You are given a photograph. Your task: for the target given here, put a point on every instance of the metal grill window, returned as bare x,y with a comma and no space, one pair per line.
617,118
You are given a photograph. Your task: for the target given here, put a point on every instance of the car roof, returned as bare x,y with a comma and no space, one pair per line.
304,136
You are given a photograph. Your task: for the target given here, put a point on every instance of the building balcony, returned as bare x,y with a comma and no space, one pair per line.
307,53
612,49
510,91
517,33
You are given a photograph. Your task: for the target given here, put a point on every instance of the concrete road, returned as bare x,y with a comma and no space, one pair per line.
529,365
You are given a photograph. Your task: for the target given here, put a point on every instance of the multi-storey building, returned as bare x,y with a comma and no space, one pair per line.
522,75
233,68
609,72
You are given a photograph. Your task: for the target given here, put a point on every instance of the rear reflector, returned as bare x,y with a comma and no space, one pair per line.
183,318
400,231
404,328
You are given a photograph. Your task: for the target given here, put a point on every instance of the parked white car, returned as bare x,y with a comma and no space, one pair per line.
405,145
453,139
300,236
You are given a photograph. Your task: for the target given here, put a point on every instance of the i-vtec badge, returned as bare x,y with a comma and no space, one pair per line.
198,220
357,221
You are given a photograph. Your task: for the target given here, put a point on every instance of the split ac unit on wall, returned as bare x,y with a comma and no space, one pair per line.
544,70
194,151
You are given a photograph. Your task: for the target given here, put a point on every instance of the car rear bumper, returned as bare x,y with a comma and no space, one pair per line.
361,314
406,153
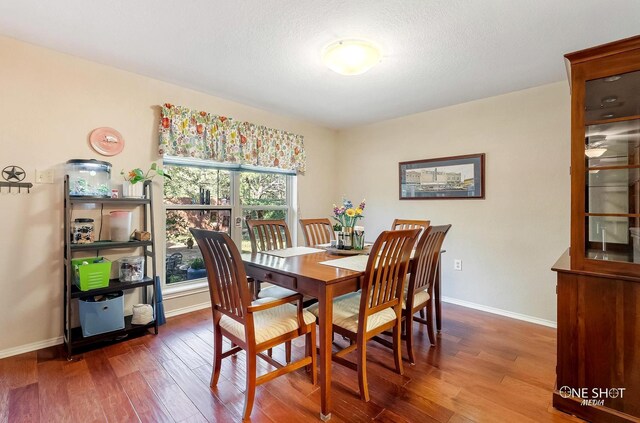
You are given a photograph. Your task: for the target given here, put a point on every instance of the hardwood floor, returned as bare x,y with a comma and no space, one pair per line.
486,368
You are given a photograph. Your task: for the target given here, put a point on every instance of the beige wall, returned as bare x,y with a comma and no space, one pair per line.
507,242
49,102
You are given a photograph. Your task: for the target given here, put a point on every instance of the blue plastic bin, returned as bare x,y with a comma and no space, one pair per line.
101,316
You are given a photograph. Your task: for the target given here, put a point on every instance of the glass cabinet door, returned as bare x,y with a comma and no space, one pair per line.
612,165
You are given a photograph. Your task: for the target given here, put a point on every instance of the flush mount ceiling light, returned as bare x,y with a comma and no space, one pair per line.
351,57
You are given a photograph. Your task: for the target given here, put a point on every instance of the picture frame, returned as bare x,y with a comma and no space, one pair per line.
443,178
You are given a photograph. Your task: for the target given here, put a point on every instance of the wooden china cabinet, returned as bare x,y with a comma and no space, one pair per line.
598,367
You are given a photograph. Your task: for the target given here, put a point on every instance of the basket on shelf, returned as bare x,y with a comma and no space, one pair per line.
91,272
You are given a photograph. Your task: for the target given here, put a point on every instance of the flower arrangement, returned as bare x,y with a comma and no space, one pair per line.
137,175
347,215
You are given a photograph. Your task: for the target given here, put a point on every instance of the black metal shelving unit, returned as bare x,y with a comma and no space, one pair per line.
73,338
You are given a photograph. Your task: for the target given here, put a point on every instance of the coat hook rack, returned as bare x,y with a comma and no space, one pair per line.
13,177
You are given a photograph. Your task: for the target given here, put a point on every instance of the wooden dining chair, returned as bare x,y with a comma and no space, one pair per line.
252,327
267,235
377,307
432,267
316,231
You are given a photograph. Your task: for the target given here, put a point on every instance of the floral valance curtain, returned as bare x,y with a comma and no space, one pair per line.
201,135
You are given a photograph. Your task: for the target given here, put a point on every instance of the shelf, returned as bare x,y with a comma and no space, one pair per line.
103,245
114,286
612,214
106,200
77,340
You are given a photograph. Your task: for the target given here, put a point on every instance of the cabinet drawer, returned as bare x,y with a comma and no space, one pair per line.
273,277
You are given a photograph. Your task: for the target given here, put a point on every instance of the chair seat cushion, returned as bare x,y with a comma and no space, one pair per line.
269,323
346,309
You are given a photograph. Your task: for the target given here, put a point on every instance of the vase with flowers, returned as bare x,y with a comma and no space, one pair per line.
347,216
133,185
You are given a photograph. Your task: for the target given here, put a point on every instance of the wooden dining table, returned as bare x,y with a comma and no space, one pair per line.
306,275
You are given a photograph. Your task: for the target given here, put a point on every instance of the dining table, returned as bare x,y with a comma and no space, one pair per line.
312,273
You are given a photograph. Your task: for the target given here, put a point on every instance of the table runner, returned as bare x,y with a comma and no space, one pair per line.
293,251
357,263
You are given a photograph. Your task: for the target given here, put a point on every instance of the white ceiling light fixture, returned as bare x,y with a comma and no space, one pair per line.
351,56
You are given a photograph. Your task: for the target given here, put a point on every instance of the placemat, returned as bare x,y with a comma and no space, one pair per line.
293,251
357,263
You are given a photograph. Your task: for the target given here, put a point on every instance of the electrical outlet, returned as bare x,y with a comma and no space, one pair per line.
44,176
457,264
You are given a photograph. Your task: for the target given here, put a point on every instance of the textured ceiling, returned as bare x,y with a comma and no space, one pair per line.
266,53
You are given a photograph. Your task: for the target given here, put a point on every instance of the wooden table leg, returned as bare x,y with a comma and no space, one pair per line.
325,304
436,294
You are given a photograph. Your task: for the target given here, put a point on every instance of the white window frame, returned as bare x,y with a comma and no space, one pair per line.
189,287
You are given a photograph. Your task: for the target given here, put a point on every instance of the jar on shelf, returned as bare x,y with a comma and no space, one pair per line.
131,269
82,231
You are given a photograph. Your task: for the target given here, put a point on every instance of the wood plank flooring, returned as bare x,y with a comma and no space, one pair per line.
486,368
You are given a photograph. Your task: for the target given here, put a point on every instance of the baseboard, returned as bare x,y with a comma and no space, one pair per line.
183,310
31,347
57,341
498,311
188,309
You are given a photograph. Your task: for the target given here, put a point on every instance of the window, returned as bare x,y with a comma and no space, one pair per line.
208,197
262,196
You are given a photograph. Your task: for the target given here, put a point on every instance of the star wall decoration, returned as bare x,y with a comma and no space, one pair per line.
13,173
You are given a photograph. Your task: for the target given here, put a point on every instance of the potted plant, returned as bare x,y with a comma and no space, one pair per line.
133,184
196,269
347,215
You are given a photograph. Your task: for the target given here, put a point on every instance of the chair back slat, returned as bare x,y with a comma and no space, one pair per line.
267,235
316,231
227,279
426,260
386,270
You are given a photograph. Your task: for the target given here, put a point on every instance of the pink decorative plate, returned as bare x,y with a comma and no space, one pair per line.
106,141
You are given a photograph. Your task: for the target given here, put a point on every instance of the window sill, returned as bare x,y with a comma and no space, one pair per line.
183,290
···
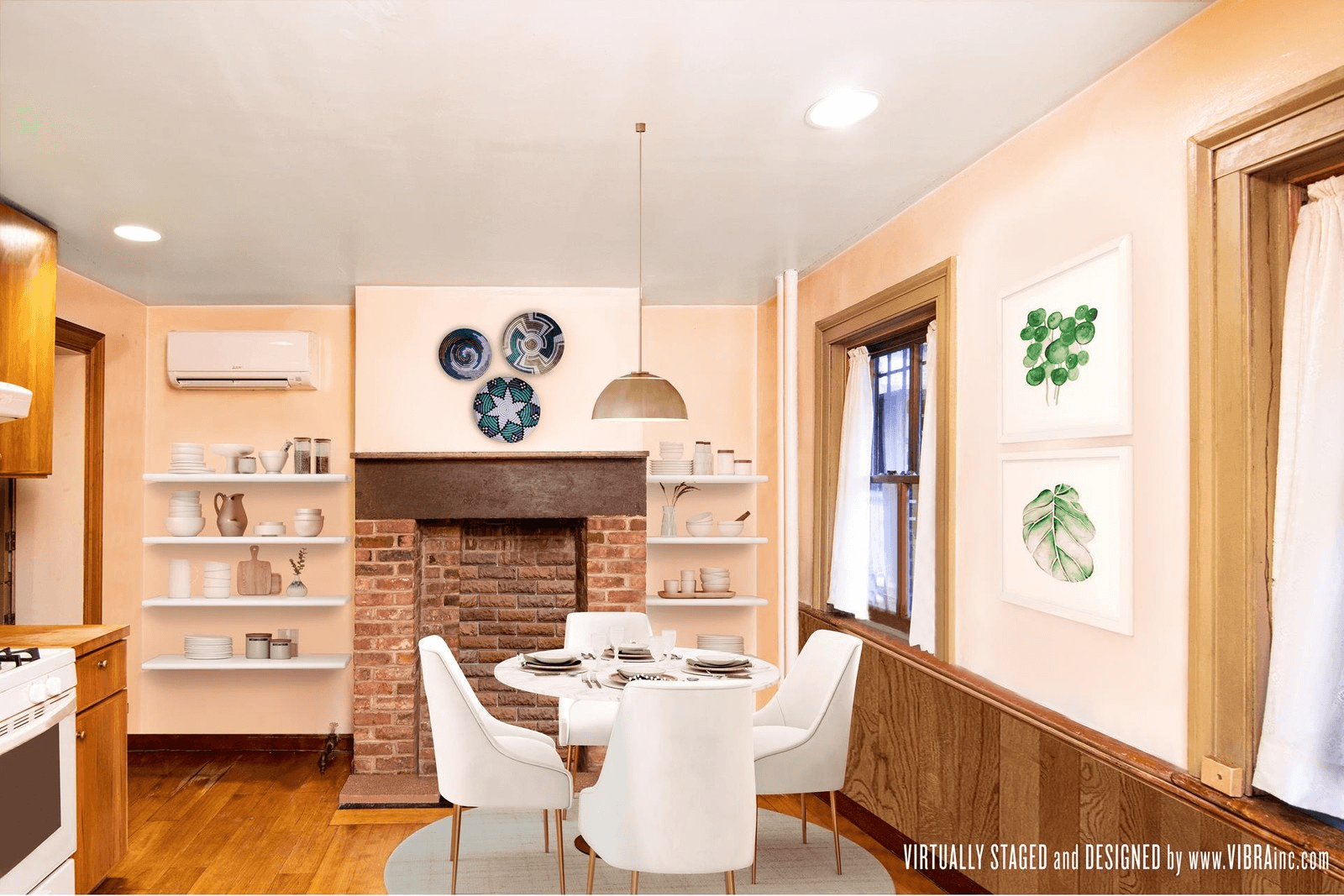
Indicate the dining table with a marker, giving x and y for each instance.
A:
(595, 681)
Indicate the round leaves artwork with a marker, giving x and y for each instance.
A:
···
» REQUIRED WORK
Note each line of the material holding "giving" and copy it out.

» RESPONSE AREA
Indicate the dining table with a marker, giving x and y for each instance.
Indicate the round leaves artwork with a marker, giving x and y for each instance.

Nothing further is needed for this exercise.